Julia Brown is deeply taken with Walter Benjamin’s memorable descriptions of nineteenth-century bourgeois interiors: nostalgic sites where an impossible and timeless security is offered to those who otherwise have to face a coldly commodified world. The Bourgeois Interior is in many ways an unpacking of and an extended gloss on Benjamin’s meditations (spread across his essays and his Arcades project) on the various forms of security that middle-class domestic spaces can seem to offer. Her analysis begins with Vermeer’s paintings, then treats Robinson Crusoe, the novels of Jane Austen, Charles Dickens, and Henry James and, finally, ends with an intriguing account of how interior spaces work in Ingmar Bergman’s films. At its best, the book insightfully develops gleanings from Benjamin into suggestive meditations on how certain motifs that Brown defines as fundamental to a transhistorical Euro-American bourgeois culture permeate that entire range of works.
The strength of the book lies in its power to propose certain suggestive themes that the reader may be able to see playing out in a range of works. For example, among the book’s most insightful discussions is one that, apropos of David Copperfield, develops the notion of a “transparency,” a sort of visual analogue to protective cladding that Benjamin sees enshrouding every object in a bourgeois interior. This notion of the (movable) transparency would be especially suggestive, I think, if applied forward to two other authors whom Brown mentions in passing, William Morris and Marcel Proust. Both artists—Proust for example in the famous opening “magic lantern” scene of Swann’s Way, and William Morris in his intricately interwoven “decorative” fabrics as well as in the complex interweaving of landscape and character in his strange utopian romances—take up the idea of a transparent image projected upon solid interiors, and generate a complex aesthetic that depends upon striking contrasts produced by interweavings of tangible things and ephemeral images.
This is just one of several moments in Bourgeois Interior when Brown’s eye for the suggestive genealogy of themes that connect writers of several generations provides valuable clues for future researchers. There are a variety of themes Brown touches on that might resonate for a wide range of literary texts: her discussion of the tension between domestic security and the open-endedness of a modern capitalist society in Dickens, for example, or her discussion of the ways that interior spaces are modeled to at once register and exclude the outer world in Vermeer. Moving rapidly between past and present—a few pages after the discussion of Vermeer, a “medieval” house in Orlando Florida crops up—this is a book that does its best to establish long lineages for the bourgeois interior that Brown keeps insisting is present (all too present!) with us even in, say, suburban Boston today. Thus the possessions in an Austen novel remind Brown of how memories are arranged in present-day houses—and the discussion of Robinson Crusoe pushes the reader to reconsider Defoe’s investment in having Defoe build a “country house” on his desert island!

● Written instruction 1:
Count the lines of the entries that contain the string "castle", and give only the number.
The review and the entries that follow it are separate material.

● Data in this exercise:
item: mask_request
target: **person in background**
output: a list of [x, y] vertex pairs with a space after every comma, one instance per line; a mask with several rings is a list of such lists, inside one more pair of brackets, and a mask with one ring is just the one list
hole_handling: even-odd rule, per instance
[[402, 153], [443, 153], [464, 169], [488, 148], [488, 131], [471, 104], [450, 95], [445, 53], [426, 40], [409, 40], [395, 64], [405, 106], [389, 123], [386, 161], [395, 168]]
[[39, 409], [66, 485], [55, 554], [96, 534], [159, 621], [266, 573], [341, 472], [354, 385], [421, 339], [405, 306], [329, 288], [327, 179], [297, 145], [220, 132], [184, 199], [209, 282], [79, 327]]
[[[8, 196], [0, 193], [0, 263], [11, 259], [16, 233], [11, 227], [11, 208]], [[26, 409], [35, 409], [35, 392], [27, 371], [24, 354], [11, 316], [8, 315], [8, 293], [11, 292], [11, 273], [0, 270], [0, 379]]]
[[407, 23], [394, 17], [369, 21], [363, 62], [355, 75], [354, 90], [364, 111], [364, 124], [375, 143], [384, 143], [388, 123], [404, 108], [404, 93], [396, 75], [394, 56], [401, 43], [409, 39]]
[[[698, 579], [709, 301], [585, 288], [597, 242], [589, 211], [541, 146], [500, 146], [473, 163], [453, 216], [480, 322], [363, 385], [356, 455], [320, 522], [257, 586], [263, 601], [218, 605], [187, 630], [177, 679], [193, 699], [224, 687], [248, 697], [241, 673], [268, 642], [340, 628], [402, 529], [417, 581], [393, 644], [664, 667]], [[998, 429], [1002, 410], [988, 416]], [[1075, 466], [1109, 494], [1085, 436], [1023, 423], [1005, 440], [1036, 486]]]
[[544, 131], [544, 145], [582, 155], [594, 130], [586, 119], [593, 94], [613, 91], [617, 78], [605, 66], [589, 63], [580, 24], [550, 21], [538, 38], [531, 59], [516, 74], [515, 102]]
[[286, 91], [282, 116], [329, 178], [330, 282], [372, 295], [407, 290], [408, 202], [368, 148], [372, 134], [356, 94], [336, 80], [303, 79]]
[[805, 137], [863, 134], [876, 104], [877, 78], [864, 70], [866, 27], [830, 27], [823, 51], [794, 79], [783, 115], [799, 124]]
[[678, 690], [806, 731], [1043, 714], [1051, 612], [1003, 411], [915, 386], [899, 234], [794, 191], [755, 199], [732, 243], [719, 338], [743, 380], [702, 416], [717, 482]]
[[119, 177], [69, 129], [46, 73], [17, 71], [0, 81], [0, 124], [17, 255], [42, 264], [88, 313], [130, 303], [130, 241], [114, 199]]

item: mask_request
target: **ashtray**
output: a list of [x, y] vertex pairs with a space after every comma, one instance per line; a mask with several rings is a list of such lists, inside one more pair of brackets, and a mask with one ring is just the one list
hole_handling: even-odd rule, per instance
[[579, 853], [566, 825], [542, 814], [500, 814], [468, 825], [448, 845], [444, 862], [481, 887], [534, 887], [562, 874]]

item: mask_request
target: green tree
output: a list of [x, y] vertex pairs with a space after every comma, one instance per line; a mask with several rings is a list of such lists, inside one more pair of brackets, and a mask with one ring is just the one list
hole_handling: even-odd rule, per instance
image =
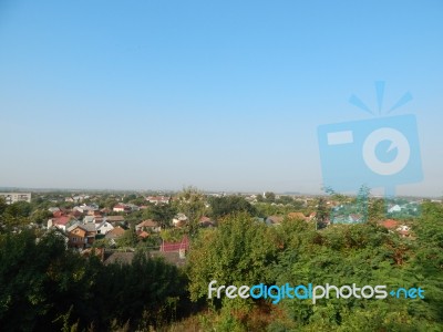
[[225, 217], [230, 214], [236, 212], [248, 212], [249, 215], [255, 215], [256, 209], [241, 196], [223, 196], [213, 197], [209, 200], [212, 216], [214, 218]]

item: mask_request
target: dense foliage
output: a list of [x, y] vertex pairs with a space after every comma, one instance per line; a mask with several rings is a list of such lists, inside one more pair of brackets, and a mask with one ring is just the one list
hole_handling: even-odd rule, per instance
[[[188, 269], [193, 299], [219, 284], [385, 284], [421, 287], [425, 299], [227, 299], [215, 303], [206, 329], [217, 331], [441, 331], [443, 329], [443, 208], [425, 203], [413, 237], [377, 224], [316, 230], [286, 220], [266, 228], [247, 215], [200, 234]], [[264, 309], [265, 308], [265, 309]]]
[[66, 250], [58, 232], [2, 236], [1, 331], [156, 326], [182, 312], [185, 282], [177, 268], [142, 253], [132, 264], [104, 266]]

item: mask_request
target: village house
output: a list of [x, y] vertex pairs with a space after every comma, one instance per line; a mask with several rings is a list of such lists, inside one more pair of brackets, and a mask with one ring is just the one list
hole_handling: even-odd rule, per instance
[[148, 203], [158, 205], [158, 204], [169, 204], [169, 197], [166, 196], [147, 196], [145, 198]]
[[183, 227], [187, 224], [187, 217], [185, 214], [177, 214], [174, 219], [173, 224], [175, 227]]
[[114, 212], [131, 212], [131, 207], [124, 204], [117, 204], [112, 208]]
[[85, 249], [90, 248], [95, 240], [96, 229], [92, 224], [82, 225], [75, 222], [66, 229], [69, 242], [71, 248]]
[[95, 229], [96, 229], [96, 234], [106, 235], [107, 232], [110, 232], [111, 230], [114, 229], [114, 226], [112, 226], [106, 220], [103, 220], [100, 224], [95, 224]]
[[161, 230], [162, 230], [162, 227], [159, 226], [159, 224], [152, 219], [144, 220], [135, 226], [136, 232], [141, 232], [141, 231], [159, 232]]

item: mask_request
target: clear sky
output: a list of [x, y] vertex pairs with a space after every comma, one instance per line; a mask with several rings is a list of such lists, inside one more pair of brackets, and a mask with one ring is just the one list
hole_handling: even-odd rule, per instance
[[443, 195], [443, 2], [0, 1], [0, 187], [320, 193], [317, 127], [419, 123]]

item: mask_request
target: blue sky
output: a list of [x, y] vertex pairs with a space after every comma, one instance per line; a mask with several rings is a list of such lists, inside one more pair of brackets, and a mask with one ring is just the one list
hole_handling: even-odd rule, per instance
[[441, 1], [239, 2], [1, 1], [0, 187], [320, 193], [383, 80], [443, 195]]

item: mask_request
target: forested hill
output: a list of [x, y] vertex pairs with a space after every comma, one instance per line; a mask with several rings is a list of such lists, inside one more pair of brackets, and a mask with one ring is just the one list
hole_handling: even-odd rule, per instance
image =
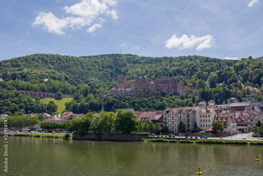
[[[0, 68], [0, 77], [4, 80], [0, 81], [0, 111], [10, 115], [57, 111], [54, 102], [45, 105], [39, 98], [34, 101], [17, 90], [74, 94], [73, 100], [66, 103], [65, 110], [85, 114], [129, 107], [135, 110], [162, 110], [197, 106], [200, 101], [214, 98], [219, 104], [230, 97], [242, 102], [245, 95], [250, 94], [250, 90], [243, 89], [238, 93], [230, 90], [234, 86], [242, 88], [239, 75], [245, 86], [263, 87], [263, 60], [251, 56], [222, 60], [194, 55], [152, 58], [113, 54], [77, 57], [36, 54], [3, 61]], [[98, 97], [117, 86], [120, 74], [126, 80], [134, 80], [137, 75], [147, 75], [149, 81], [162, 77], [180, 76], [184, 85], [200, 89], [195, 90], [194, 96], [162, 94], [156, 100], [121, 96], [105, 99]], [[206, 83], [209, 81], [209, 87]], [[226, 84], [216, 85], [224, 82]], [[258, 98], [257, 101], [262, 101], [260, 96]]]
[[[231, 84], [237, 82], [236, 76], [240, 75], [244, 82], [248, 80], [260, 86], [263, 83], [263, 61], [250, 58], [222, 60], [195, 55], [153, 58], [112, 54], [77, 57], [36, 54], [0, 62], [0, 77], [4, 80], [17, 78], [35, 84], [32, 80], [41, 83], [42, 80], [48, 79], [74, 86], [87, 84], [92, 90], [100, 87], [109, 90], [117, 86], [117, 78], [120, 74], [124, 75], [127, 80], [133, 80], [137, 75], [147, 75], [149, 80], [160, 75], [180, 76], [184, 84], [188, 82], [198, 87], [201, 85], [195, 85], [193, 75], [196, 76], [193, 79], [197, 82], [198, 80], [206, 81], [213, 77], [216, 83], [230, 79]], [[231, 66], [233, 69], [230, 68]], [[55, 89], [47, 91], [54, 92]], [[71, 90], [65, 91], [63, 93], [74, 93]]]

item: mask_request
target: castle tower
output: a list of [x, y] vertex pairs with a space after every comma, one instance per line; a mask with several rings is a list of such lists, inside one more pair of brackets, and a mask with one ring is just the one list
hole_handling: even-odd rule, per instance
[[118, 88], [124, 89], [125, 88], [125, 78], [123, 75], [118, 75]]

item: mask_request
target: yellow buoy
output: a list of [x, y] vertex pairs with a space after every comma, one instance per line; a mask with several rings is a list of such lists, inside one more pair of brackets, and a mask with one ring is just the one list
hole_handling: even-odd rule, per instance
[[200, 168], [198, 168], [198, 172], [197, 173], [197, 174], [198, 175], [202, 175], [202, 173], [201, 172], [201, 170], [200, 169]]

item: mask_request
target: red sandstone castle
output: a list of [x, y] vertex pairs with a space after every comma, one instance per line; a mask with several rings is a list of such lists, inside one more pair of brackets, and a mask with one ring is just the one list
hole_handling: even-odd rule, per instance
[[[118, 76], [117, 89], [112, 89], [110, 93], [116, 95], [127, 95], [136, 94], [138, 89], [143, 90], [144, 93], [153, 93], [159, 89], [163, 91], [166, 94], [172, 93], [173, 95], [179, 96], [184, 93], [186, 86], [181, 83], [180, 77], [169, 78], [164, 77], [157, 80], [154, 79], [154, 82], [148, 81], [147, 76], [137, 76], [134, 81], [125, 82], [123, 75]], [[194, 93], [194, 86], [189, 86], [190, 94]]]

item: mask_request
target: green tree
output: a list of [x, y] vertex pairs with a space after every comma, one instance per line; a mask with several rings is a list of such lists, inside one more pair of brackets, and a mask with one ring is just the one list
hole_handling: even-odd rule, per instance
[[119, 110], [117, 116], [115, 124], [117, 131], [121, 131], [123, 134], [129, 134], [133, 132], [138, 131], [140, 122], [136, 120], [136, 116], [131, 111]]
[[113, 130], [116, 120], [116, 115], [113, 112], [102, 112], [99, 116], [102, 125], [102, 132], [110, 133]]
[[154, 130], [155, 131], [156, 131], [156, 133], [159, 133], [159, 131], [161, 130], [161, 127], [160, 126], [159, 124], [156, 123], [154, 125]]
[[80, 122], [81, 119], [80, 118], [74, 118], [69, 121], [68, 124], [68, 131], [72, 132], [76, 131], [78, 132], [78, 131], [79, 130], [80, 127]]
[[154, 125], [153, 124], [153, 122], [151, 121], [148, 126], [148, 131], [151, 131], [153, 130], [154, 128]]
[[194, 94], [193, 94], [193, 96], [192, 97], [192, 102], [194, 104], [195, 103], [195, 96]]
[[198, 133], [199, 131], [198, 129], [198, 127], [197, 126], [197, 124], [196, 122], [195, 122], [195, 125], [194, 126], [194, 127], [192, 127], [192, 133]]
[[143, 130], [143, 124], [141, 122], [140, 122], [140, 123], [139, 123], [139, 126], [138, 127], [139, 131], [140, 132], [141, 132], [141, 131]]
[[222, 131], [224, 130], [224, 126], [219, 120], [212, 122], [212, 126], [213, 131], [215, 131], [217, 130]]
[[58, 92], [56, 94], [56, 97], [59, 99], [62, 99], [63, 98], [63, 94], [60, 92]]
[[184, 122], [181, 119], [180, 120], [179, 124], [178, 125], [178, 130], [183, 133], [185, 132], [185, 127], [184, 126]]
[[186, 86], [184, 90], [184, 94], [185, 96], [185, 98], [188, 98], [190, 95], [190, 91], [191, 91], [190, 89], [188, 86]]
[[144, 124], [143, 125], [143, 130], [146, 132], [148, 130], [148, 123], [147, 122], [145, 122]]
[[262, 125], [260, 120], [257, 121], [257, 122], [256, 123], [256, 126], [259, 127], [261, 127], [261, 126], [262, 125]]
[[141, 94], [143, 93], [143, 89], [140, 88], [139, 88], [138, 89], [138, 92], [139, 93]]
[[[80, 122], [80, 131], [83, 132], [87, 132], [87, 133], [89, 132], [92, 121], [93, 117], [93, 114], [92, 113], [89, 112], [82, 117]], [[62, 128], [65, 128], [65, 127], [64, 126], [64, 125], [63, 124]]]

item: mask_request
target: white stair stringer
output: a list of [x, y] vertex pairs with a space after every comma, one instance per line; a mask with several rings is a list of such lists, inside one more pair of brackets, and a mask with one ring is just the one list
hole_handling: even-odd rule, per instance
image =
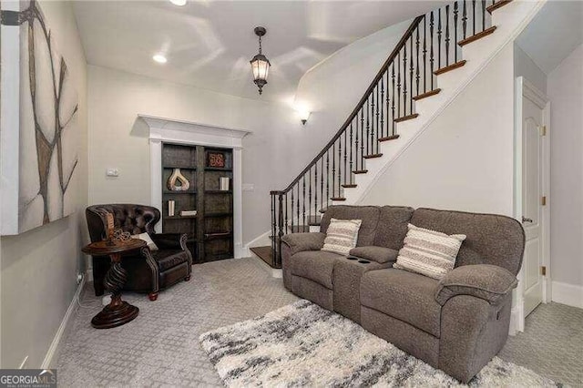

● Written instruction 2:
According to the review, which novel prompts Brown's discussion of the notion of a "transparency"?

● Complete answer 1:
2

● Complete answer 2:
David Copperfield